Copy out exactly each line from the line with "the man's face" through the last line of the material below.

── Raw records

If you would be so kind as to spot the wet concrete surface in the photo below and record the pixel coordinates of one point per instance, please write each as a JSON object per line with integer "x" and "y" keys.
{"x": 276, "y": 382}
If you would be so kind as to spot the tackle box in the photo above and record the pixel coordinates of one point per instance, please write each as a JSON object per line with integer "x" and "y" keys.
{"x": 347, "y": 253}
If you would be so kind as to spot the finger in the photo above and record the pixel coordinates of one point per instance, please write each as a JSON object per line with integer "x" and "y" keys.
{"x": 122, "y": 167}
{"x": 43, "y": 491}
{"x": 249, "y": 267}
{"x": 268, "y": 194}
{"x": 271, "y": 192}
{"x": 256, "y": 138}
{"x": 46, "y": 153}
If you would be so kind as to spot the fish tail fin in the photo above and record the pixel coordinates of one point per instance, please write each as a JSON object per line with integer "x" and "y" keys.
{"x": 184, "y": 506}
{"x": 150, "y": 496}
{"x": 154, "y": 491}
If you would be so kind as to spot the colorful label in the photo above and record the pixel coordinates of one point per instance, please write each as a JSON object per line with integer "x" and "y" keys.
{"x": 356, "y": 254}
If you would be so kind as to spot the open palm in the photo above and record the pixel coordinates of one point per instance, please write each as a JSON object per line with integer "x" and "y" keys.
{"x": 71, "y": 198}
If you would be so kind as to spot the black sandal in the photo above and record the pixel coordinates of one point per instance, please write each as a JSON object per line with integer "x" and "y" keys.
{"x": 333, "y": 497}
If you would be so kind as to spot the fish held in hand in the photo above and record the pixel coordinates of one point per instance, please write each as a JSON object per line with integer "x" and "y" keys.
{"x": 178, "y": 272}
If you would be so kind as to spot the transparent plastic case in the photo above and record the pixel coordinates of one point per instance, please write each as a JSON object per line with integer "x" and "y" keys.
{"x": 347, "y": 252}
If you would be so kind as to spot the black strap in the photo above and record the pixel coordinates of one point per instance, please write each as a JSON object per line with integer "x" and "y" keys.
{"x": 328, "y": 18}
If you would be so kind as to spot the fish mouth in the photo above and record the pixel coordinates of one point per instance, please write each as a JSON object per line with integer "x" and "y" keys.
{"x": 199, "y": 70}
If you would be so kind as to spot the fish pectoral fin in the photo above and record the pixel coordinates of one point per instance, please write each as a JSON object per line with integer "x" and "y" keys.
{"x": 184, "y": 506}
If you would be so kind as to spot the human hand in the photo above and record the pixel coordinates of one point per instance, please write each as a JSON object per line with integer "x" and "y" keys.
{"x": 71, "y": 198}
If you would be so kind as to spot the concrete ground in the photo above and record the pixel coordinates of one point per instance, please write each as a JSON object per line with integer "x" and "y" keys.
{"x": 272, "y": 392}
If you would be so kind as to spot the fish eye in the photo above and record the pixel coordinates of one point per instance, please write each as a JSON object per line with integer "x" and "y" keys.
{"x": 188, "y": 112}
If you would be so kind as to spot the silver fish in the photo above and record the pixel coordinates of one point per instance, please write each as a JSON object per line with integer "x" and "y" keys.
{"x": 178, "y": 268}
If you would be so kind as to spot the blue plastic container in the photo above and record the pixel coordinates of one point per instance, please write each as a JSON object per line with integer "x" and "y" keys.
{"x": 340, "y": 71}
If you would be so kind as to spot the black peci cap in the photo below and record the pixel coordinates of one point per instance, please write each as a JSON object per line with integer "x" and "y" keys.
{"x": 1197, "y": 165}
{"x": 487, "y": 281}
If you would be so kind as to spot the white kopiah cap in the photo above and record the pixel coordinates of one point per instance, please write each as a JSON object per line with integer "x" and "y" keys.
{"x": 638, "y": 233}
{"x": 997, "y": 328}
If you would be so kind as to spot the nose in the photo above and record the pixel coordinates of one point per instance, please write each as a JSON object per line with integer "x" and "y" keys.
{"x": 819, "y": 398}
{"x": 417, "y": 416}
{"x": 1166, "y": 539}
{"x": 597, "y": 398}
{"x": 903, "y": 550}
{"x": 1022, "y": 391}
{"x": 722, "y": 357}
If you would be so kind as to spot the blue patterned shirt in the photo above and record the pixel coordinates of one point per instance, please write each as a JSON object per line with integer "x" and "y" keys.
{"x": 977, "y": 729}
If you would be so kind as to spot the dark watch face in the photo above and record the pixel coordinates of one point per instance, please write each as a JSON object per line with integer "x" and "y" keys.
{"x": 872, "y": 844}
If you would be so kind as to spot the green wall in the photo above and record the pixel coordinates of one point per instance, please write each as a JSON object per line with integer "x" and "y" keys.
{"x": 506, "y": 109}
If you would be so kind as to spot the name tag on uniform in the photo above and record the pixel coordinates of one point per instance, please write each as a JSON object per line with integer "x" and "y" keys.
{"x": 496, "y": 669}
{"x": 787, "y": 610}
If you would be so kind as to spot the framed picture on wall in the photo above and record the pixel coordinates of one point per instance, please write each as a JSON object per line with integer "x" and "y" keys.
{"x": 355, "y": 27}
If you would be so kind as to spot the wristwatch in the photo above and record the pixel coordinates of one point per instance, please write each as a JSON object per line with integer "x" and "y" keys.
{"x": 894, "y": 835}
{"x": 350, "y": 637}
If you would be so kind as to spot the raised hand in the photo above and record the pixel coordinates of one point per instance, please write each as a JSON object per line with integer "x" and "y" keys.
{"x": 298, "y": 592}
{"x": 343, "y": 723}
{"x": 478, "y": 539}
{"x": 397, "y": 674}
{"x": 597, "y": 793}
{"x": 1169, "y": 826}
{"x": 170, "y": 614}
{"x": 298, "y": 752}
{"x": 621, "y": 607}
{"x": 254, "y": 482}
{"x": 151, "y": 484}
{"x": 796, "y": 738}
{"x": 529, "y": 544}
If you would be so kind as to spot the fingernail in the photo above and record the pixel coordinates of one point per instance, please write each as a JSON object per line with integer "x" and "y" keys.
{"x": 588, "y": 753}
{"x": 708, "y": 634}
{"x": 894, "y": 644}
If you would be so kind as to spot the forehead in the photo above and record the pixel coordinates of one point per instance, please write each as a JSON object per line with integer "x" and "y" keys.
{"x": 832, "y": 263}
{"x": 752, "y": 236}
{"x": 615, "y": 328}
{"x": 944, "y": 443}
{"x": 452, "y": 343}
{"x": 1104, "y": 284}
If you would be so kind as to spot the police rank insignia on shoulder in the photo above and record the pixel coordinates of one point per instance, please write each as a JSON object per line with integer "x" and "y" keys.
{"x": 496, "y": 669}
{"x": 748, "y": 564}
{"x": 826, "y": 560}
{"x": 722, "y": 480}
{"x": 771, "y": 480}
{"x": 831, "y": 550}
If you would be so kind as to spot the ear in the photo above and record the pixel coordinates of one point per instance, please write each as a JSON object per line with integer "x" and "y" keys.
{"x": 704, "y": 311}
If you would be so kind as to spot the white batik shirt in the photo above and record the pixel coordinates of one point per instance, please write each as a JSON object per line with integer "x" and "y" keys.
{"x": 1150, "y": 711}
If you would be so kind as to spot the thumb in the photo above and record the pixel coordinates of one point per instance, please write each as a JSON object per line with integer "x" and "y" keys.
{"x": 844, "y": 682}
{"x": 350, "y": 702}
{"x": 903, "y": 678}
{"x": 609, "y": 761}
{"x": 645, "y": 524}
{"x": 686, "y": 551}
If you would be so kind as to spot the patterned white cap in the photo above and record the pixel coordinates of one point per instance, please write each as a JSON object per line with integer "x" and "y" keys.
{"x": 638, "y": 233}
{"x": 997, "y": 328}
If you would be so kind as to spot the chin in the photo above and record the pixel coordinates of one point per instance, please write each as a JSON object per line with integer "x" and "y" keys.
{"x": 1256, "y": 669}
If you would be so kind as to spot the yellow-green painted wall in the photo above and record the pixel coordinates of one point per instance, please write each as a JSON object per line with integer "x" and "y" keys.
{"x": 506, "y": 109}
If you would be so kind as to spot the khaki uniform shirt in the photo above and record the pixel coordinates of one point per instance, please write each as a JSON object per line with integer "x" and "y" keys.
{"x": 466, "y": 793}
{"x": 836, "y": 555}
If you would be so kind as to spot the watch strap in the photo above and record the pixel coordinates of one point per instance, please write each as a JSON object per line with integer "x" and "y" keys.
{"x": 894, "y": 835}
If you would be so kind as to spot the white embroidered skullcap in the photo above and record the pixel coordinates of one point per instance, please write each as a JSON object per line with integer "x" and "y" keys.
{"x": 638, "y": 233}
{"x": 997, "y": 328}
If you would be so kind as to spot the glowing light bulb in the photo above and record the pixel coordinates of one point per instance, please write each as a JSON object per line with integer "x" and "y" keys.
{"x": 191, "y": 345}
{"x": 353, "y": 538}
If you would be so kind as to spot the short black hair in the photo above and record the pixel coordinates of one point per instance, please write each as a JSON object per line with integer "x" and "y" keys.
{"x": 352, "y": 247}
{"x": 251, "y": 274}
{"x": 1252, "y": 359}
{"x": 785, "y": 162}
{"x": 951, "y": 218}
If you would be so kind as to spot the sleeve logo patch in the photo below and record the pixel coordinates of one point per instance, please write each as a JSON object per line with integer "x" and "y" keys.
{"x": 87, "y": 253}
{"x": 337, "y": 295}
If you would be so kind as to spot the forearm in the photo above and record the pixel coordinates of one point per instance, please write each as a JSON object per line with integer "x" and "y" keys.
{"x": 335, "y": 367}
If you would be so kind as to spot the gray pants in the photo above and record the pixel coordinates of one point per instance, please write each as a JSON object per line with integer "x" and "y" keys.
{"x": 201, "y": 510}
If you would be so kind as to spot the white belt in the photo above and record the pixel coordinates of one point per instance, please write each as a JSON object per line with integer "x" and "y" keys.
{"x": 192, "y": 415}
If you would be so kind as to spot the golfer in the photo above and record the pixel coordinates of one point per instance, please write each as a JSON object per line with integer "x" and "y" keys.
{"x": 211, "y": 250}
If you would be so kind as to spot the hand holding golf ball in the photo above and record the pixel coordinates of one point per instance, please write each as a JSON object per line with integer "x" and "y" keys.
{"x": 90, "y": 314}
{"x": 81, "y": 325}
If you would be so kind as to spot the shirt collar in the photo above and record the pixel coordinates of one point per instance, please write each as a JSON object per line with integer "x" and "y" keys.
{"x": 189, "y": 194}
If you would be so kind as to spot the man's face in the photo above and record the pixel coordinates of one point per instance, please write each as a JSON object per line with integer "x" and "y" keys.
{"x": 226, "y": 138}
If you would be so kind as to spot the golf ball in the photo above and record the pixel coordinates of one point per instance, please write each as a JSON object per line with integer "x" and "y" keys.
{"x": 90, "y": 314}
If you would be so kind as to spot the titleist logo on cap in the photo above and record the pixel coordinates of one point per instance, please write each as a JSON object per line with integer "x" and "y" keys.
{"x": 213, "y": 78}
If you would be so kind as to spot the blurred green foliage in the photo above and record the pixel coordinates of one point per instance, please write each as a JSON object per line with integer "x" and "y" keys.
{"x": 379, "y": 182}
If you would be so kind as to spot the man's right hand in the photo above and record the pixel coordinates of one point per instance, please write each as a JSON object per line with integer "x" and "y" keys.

────

Answer for this exercise:
If you would be so kind as to spot the man's face in the photo above and record the pixel coordinates of one point per instance, please write each as a JSON object per line with integer "x" and "y" keys.
{"x": 226, "y": 138}
If you would be so kind as to spot the golf ball in the photo above and record the pixel coordinates of one point per instance, please write each as a JSON object per line with integer "x" and "y" keys.
{"x": 90, "y": 314}
If you would be so kind as to spot the titleist logo on cap in the photo above and record the pixel coordinates of one point per instance, please write each as a JSON object per line with integer "x" and "y" keys.
{"x": 213, "y": 78}
If you would be so kind as to spot the blurred green foliage in the photo above and record the pixel coordinates of one point per instance, please write each as a JSON object per line with integer "x" and "y" keys.
{"x": 379, "y": 182}
If you would be so kind as to spot the man's right hand in the photo above and record the pixel coordinates of one point per instance, please write each as a JSON object per line with integer "x" and "y" keys.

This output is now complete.